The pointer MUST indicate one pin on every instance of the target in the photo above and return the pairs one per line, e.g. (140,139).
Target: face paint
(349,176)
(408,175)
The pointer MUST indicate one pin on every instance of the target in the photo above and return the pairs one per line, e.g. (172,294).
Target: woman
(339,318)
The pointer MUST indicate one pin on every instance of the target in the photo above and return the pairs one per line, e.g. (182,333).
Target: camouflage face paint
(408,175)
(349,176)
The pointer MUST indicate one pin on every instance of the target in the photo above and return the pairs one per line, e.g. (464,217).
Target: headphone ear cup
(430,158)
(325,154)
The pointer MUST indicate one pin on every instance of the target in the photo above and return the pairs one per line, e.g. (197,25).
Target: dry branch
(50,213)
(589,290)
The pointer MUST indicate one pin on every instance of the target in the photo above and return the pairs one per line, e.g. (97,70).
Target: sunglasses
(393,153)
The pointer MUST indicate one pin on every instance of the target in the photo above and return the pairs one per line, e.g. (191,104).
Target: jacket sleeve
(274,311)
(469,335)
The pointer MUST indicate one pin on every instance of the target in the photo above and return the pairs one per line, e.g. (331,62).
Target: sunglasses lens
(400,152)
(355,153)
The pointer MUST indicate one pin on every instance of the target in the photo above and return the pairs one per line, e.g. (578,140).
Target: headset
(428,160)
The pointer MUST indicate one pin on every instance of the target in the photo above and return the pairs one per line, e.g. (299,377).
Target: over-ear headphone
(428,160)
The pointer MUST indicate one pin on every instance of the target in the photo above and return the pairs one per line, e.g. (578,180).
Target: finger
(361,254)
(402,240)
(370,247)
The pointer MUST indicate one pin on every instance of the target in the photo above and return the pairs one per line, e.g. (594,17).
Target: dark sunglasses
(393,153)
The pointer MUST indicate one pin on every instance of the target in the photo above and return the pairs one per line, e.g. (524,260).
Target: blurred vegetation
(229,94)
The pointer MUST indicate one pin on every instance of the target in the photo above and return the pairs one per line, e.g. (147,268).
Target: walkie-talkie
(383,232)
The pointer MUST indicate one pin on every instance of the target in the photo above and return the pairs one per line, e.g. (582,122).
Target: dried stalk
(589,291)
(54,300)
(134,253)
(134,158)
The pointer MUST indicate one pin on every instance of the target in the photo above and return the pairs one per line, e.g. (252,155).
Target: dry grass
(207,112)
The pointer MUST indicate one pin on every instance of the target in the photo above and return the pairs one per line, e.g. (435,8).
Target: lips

■ ■ ■ ■ ■ ■ ■

YOUR GOAL ▸ Of all the entries above, output exactly the lines between the one holding "line, e.g. (594,17)." and the one holding "line, e.g. (582,122).", inclusive.

THE COMPLETED TASK ▸
The pointer MUST indicate one pin on every instance of the target in the photo above and return the pairs one per line, e.g. (594,17).
Target: dark sunglasses
(393,153)
The pointer MUST indicate one pin on every instance of the target in the photo above and return the pairs one per line, e.g. (524,260).
Target: blurred vegetation
(229,94)
The pointer MUST indicate one pin on every instance of the target in the photo above and return the pairs one per line, e.g. (147,268).
Target: walkie-talkie
(383,232)
The pointer MUST indicate one pin on every instance of the target in the photo above and return the pairs one per line, e.g. (582,122).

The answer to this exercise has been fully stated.